▶ **What you have to do**
Rewrite the entries below, swapping every instance of "object.find" for "object.locate" and leaving everything else unchanged.
─── Entries shown ───
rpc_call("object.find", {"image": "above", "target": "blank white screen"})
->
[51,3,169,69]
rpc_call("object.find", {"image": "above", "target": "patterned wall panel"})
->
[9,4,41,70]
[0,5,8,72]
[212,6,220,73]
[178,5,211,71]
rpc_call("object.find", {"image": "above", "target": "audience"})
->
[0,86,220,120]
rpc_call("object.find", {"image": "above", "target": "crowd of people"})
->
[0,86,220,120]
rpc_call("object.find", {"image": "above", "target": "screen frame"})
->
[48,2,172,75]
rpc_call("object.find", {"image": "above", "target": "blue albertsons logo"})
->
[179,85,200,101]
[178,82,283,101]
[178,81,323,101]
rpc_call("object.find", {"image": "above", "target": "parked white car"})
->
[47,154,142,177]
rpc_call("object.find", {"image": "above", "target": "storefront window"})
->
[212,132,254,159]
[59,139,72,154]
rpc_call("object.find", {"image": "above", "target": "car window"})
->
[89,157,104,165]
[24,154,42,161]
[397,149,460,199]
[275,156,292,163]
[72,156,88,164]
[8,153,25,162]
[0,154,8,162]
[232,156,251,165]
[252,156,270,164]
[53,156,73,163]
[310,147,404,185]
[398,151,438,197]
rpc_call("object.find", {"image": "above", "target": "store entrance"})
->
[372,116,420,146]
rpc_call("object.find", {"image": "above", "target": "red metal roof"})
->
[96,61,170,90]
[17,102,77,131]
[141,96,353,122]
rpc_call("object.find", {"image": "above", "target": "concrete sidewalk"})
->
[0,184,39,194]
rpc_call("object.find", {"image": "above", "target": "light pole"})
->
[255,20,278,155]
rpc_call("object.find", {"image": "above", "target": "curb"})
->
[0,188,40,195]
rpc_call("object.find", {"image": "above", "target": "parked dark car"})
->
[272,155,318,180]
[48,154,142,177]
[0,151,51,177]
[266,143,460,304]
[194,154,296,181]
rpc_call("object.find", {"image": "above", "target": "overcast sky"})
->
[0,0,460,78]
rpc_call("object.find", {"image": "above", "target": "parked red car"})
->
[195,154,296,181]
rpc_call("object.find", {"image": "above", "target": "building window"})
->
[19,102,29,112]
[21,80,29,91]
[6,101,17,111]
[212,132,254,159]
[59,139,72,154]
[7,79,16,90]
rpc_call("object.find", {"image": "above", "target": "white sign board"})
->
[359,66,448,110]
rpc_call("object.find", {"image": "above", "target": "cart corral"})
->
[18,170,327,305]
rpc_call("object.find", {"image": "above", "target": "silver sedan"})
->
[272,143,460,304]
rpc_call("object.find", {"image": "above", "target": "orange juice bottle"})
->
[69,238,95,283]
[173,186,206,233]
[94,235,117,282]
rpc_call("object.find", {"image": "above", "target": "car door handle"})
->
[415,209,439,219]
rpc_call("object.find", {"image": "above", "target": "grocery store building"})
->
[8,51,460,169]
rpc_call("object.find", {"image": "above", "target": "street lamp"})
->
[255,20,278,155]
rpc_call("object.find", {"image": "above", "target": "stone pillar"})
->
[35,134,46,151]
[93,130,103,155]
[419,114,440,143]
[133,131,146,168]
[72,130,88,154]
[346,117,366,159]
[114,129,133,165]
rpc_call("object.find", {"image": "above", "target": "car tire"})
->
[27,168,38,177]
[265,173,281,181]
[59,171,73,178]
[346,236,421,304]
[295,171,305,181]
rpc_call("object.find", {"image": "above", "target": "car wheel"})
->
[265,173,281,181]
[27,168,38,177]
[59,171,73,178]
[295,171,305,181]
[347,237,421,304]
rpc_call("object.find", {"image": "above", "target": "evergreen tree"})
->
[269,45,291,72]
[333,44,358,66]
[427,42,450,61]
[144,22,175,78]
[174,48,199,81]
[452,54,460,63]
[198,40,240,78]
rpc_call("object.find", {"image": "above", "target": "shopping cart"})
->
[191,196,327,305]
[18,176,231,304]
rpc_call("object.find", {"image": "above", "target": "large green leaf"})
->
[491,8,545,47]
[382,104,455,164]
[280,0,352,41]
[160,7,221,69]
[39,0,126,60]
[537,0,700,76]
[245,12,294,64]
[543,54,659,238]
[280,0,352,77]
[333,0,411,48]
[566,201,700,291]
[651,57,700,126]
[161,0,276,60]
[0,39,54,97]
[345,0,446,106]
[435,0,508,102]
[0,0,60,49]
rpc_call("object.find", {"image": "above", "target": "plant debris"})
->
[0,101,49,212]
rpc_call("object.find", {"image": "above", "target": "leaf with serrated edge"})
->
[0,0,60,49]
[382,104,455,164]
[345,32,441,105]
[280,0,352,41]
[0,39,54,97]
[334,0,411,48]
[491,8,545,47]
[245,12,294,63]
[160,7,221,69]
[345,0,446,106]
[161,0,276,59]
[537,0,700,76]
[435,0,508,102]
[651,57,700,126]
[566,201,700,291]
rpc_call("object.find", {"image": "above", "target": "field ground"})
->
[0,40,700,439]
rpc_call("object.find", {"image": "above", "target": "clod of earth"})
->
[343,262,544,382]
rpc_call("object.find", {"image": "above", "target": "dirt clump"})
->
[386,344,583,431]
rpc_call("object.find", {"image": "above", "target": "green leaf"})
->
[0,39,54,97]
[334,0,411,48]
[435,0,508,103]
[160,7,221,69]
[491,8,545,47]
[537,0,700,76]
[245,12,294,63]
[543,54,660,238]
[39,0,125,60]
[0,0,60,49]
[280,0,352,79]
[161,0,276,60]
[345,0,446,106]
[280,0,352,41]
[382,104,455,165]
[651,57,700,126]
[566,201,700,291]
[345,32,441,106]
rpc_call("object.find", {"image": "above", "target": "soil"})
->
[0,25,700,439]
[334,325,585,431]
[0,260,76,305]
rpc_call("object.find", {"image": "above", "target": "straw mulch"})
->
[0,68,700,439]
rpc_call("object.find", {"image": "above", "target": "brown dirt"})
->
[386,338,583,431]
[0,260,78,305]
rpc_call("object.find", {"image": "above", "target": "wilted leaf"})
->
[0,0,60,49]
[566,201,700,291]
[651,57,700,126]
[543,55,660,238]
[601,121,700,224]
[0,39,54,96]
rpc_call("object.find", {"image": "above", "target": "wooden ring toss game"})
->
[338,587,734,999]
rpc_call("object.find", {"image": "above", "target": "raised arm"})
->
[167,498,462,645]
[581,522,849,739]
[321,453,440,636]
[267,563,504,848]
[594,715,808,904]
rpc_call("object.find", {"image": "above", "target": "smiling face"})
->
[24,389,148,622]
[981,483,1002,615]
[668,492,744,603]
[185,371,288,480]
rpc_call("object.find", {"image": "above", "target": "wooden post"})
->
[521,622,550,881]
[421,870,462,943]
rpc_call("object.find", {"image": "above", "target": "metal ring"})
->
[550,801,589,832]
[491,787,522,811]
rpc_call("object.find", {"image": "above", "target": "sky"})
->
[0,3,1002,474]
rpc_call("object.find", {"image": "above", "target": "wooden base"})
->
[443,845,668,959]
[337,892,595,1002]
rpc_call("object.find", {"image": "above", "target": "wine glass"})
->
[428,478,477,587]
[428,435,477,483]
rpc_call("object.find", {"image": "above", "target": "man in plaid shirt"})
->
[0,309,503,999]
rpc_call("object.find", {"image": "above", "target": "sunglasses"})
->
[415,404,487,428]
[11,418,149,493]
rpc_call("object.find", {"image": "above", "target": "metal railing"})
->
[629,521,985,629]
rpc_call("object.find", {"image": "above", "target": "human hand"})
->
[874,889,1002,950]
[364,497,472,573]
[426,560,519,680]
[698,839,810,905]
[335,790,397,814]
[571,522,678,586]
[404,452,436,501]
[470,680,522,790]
───
▶ **Correct answer**
rpc_call("object.locate", {"image": "above", "target": "blank white screen"})
->
[51,3,169,69]
rpc_call("object.locate", {"image": "above", "target": "patterned wall panel"})
->
[9,4,41,70]
[0,5,8,72]
[212,6,220,73]
[178,5,211,71]
rpc_call("object.locate", {"image": "above", "target": "audience"})
->
[0,86,220,120]
rpc_call("object.locate", {"image": "above", "target": "crowd of people"})
->
[0,86,220,120]
rpc_call("object.locate", {"image": "above", "target": "screen frame"})
->
[48,2,172,75]
rpc_call("object.locate", {"image": "above", "target": "blue albertsons logo"})
->
[179,85,200,101]
[178,82,283,101]
[178,81,323,101]
rpc_call("object.locate", {"image": "above", "target": "parked white car"})
->
[47,154,142,177]
rpc_call("object.locate", {"image": "above", "target": "storefront window"})
->
[212,132,254,159]
[59,139,72,154]
rpc_call("object.locate", {"image": "above", "target": "car window"})
->
[89,157,104,165]
[24,154,42,161]
[397,149,460,199]
[275,156,292,163]
[72,156,88,164]
[8,153,25,162]
[0,154,8,162]
[232,156,251,165]
[252,156,270,164]
[53,156,73,163]
[310,147,404,185]
[398,151,438,197]
rpc_call("object.locate", {"image": "above", "target": "store entrance"})
->
[372,116,420,146]
rpc_call("object.locate", {"image": "above", "target": "red metal roof"})
->
[96,61,170,90]
[17,102,77,131]
[141,96,353,122]
rpc_call("object.locate", {"image": "above", "target": "concrete sidewalk"})
->
[0,184,39,194]
rpc_call("object.locate", {"image": "above", "target": "light pole"})
->
[255,20,278,155]
rpc_call("object.locate", {"image": "above", "target": "curb"})
->
[0,188,40,195]
rpc_call("object.locate", {"image": "above", "target": "parked dark car"})
->
[272,155,318,180]
[48,154,142,177]
[0,151,51,177]
[266,143,460,304]
[194,154,296,181]
rpc_call("object.locate", {"image": "above", "target": "overcast sky"})
->
[0,0,460,78]
rpc_call("object.locate", {"image": "above", "target": "parked red car"})
->
[195,154,296,181]
rpc_call("object.locate", {"image": "above", "target": "building window"})
->
[19,102,29,112]
[21,80,29,91]
[6,101,17,111]
[212,132,254,159]
[59,139,72,154]
[7,79,16,90]
rpc_call("object.locate", {"image": "above", "target": "white sign board"})
->
[359,66,448,110]
rpc_call("object.locate", {"image": "above", "target": "cart corral"})
->
[18,170,327,305]
rpc_call("object.locate", {"image": "above", "target": "silver sedan"})
->
[272,143,460,304]
rpc_call("object.locate", {"image": "above", "target": "orange juice bottle"})
->
[69,238,95,283]
[173,186,206,233]
[94,235,117,282]
rpc_call("object.locate", {"image": "above", "target": "car door handle"})
->
[415,209,439,219]
rpc_call("object.locate", {"image": "above", "target": "grocery store building"})
->
[8,51,460,169]
rpc_call("object.locate", {"image": "above", "target": "street lamp"})
->
[255,20,278,155]
rpc_call("object.locate", {"image": "above", "target": "stone pillar"})
->
[35,134,46,151]
[93,130,103,155]
[419,114,440,143]
[133,131,146,168]
[72,130,88,154]
[346,117,366,159]
[114,129,133,165]
rpc_call("object.locate", {"image": "above", "target": "car tire"})
->
[27,168,38,177]
[265,173,281,181]
[59,171,73,178]
[346,236,421,304]
[295,171,305,181]
rpc_call("object.locate", {"image": "above", "target": "car wheel"})
->
[265,173,281,181]
[27,168,38,177]
[59,171,73,178]
[295,171,305,181]
[347,237,421,304]
rpc_call("object.locate", {"image": "above", "target": "evergreen tree"})
->
[269,45,291,72]
[333,44,358,66]
[427,42,450,61]
[144,22,175,78]
[174,48,199,81]
[452,54,460,63]
[198,40,240,78]
rpc_call("object.locate", {"image": "above", "target": "shopping cart"})
->
[191,196,327,305]
[18,176,231,304]
rpc_call("object.locate", {"image": "above", "target": "large green leaf"})
->
[491,8,545,47]
[382,104,455,164]
[280,0,352,41]
[160,7,221,69]
[39,0,126,60]
[537,0,700,76]
[245,12,294,64]
[543,54,659,238]
[280,0,352,77]
[333,0,411,48]
[566,201,700,291]
[651,57,700,126]
[161,0,276,60]
[0,39,54,97]
[345,0,446,106]
[435,0,508,102]
[0,0,60,49]
rpc_call("object.locate", {"image": "above", "target": "plant debris"})
->
[0,101,49,212]
rpc_call("object.locate", {"image": "above", "target": "leaf with serrated edge"})
->
[0,0,60,49]
[382,104,455,164]
[345,32,441,105]
[280,0,352,41]
[0,39,54,97]
[334,0,411,48]
[491,8,545,47]
[245,12,294,63]
[160,7,221,69]
[345,0,446,106]
[161,0,276,59]
[537,0,700,76]
[435,0,508,102]
[651,57,700,126]
[566,201,700,291]
rpc_call("object.locate", {"image": "above", "target": "field ground"})
->
[0,40,700,439]
rpc_call("object.locate", {"image": "above", "target": "clod of earth"})
->
[343,262,544,382]
rpc_call("object.locate", {"image": "above", "target": "dirt clump"})
->
[386,344,583,431]
rpc_call("object.locate", {"image": "above", "target": "green leaf"})
->
[0,39,54,97]
[334,0,411,48]
[435,0,508,103]
[160,7,221,69]
[491,8,545,47]
[537,0,700,76]
[245,12,294,63]
[543,54,660,238]
[39,0,125,60]
[0,0,60,49]
[280,0,352,79]
[161,0,276,60]
[345,0,446,106]
[280,0,352,41]
[382,104,455,165]
[651,57,700,126]
[566,201,700,291]
[345,32,441,106]
rpc_call("object.locate", {"image": "above", "target": "soil"})
->
[0,25,700,439]
[334,325,585,431]
[0,260,76,305]
rpc_call("object.locate", {"image": "above", "target": "straw mulch"})
->
[0,68,700,439]
rpc_call("object.locate", {"image": "above", "target": "brown dirt"})
->
[386,338,583,431]
[0,260,78,305]
rpc_call("object.locate", {"image": "above", "target": "wilted leaf"})
->
[0,0,60,49]
[566,201,700,291]
[651,57,700,126]
[543,55,660,238]
[601,121,700,224]
[0,39,54,96]
rpc_call("object.locate", {"image": "above", "target": "wooden ring toss game"})
->
[338,587,734,999]
rpc_call("object.locate", {"image": "above", "target": "raised arm"})
->
[167,498,462,645]
[581,522,849,739]
[321,453,440,636]
[267,563,504,848]
[594,715,808,904]
rpc_call("object.locate", {"image": "above", "target": "smiling face"})
->
[24,389,148,622]
[981,483,1002,615]
[668,492,744,603]
[185,371,288,480]
rpc_call("object.locate", {"image": "above", "target": "wooden post"})
->
[521,622,550,881]
[421,870,462,943]
rpc_call("object.locate", {"image": "above", "target": "metal ring"})
->
[550,801,589,832]
[491,787,522,811]
rpc_call("object.locate", {"image": "above", "target": "sky"})
->
[0,3,1002,474]
rpc_call("object.locate", {"image": "above", "target": "wooden base"})
->
[443,845,668,959]
[337,892,595,1002]
rpc_call("object.locate", {"image": "above", "target": "wine glass"})
->
[428,478,477,587]
[428,435,477,483]
rpc_call("object.locate", {"image": "above", "target": "man in plaid shirt"})
->
[0,309,503,999]
rpc_call("object.locate", {"image": "above", "target": "sunglasses"})
->
[415,404,487,428]
[11,418,149,493]
rpc_call("object.locate", {"image": "above", "target": "metal railing"})
->
[629,521,985,629]
rpc_call("object.locate", {"image": "above", "target": "human hand"})
->
[874,889,1002,950]
[364,497,472,573]
[426,560,519,680]
[698,839,810,905]
[335,790,397,814]
[571,522,678,586]
[404,452,436,501]
[470,680,522,790]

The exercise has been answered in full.